• **WORK ITEM**: Return the line containing "I'm trying to find the grey" together with every later line up to the end of the records, exactly and with no pictures; return nothing else.

Spatial localization data
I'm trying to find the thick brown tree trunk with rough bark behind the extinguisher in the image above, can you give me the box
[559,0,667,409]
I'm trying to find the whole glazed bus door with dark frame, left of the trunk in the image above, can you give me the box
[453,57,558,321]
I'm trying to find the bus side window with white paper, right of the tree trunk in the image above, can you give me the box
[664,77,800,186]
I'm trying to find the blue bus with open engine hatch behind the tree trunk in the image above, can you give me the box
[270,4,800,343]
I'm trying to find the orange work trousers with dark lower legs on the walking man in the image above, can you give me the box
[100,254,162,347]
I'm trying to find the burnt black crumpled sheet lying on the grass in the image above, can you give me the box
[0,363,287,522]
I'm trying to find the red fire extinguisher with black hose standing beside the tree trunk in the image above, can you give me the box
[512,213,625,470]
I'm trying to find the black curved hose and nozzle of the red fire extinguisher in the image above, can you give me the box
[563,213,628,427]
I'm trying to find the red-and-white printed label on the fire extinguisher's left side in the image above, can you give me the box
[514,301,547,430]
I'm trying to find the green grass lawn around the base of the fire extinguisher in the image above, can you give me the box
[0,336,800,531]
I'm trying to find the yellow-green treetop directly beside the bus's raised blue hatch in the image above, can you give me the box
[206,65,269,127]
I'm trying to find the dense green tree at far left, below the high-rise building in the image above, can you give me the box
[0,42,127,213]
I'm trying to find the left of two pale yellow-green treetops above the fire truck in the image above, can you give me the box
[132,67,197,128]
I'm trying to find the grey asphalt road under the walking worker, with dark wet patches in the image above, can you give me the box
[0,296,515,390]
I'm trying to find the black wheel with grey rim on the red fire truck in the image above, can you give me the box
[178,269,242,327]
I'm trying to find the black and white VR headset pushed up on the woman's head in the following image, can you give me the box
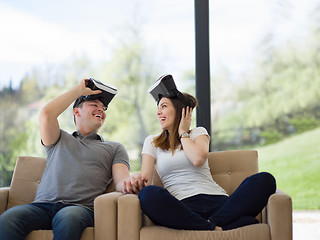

• **EXPECTED ANSWER**:
I'm trying to find the grey asphalt road under the walking worker, with dark wet patches in the image above, can you give me the box
[0,296,515,390]
I'm trying to find the black wheel with grey rim on the red fire truck in the image above, can you give me the box
[178,269,242,327]
I'm trying to find the black and white VR headset pushed up on the woman's head in the following image, can you give me the box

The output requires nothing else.